- [Extract to read]
..............................

I have noticed that it seems to be "skipping" a little now in Live TV only. I only use it when I am taking a nap of going to bed. I use Moca. Has anyone else noticed this difference?


----------



## CapnBry (Jul 14, 2010)

Add to the HDMI handshaking isses, I have been using my Tivo Roamio with my Onkyo TX-NR646 and UN65JS8500 TV for a year and a half without any problems. However, as of the latest update, I'll lose picture when the resolution changes (1080i to 720p or vice versa). The sound will stay on but the TV reports "no signal" and at this point the receiver is sort of locked up and even going from one input to another to switch the resolution won't even get my picture back. The only solution is to power down the receiver and power it back on again.

This started THE DAY I got the tivo notification that there had been an update and happens 3 ort 4 times in an evening so it isn't like this is a sort of infrequent issue that I might not have noticed over the past year. I thought my receiver must have somehow broken but checking here I am fairly confident this is in the Tivo update. There was an available firmware update for my receiver which I installed but it did not make a difference.

I did find a workaround which might be useful, I moved the Tivo from HDMI input 2 on the receiver (which is an HDCP 2.2 compliant port) to one of the other HDMI ports which is not HDCP 2.2 and I haven't had a problem over the past 3 days.

..............................

- [Dataset extract]
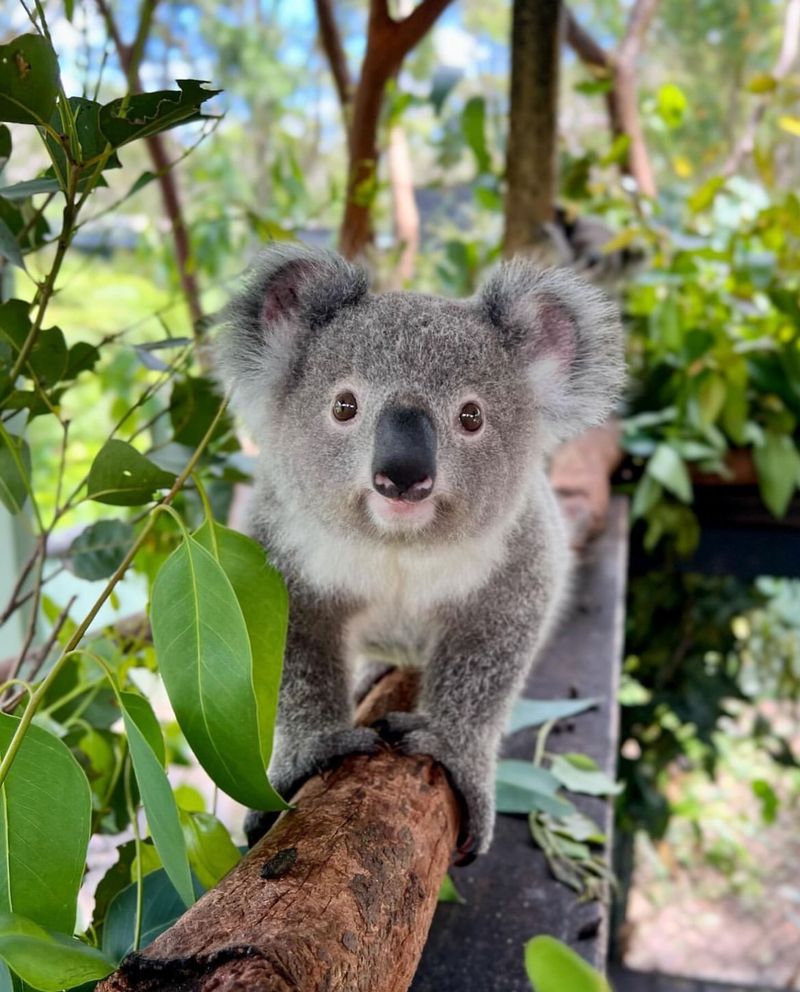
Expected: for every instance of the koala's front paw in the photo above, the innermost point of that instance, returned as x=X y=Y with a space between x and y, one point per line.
x=469 y=765
x=297 y=760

..............................

- [To be done]
A. Using the TiVo thread, decide whether each statement agrees with it, answering yes or no and quoting the words that settle it: (i) The picture drops out when the resolution changes. (ii) Installing the firmware update for the receiver fixed the problem. (iii) The sound also cuts out when the picture is lost.
B. In the TiVo thread, which HDMI input on the receiver was the TiVo plugged into before the workaround?
The lines come from a different source than the TiVo thread.

- [Results by task]
A.
(i) Yes: "I'll lose picture when the resolution changes (1080i to 720p or vice versa)"
(ii) No: "There was an available firmware update for my receiver which I installed but it did not make a difference."
(iii) No: "The sound will stay on"

B. HDMI input 2, an HDCP 2.2 compliant port.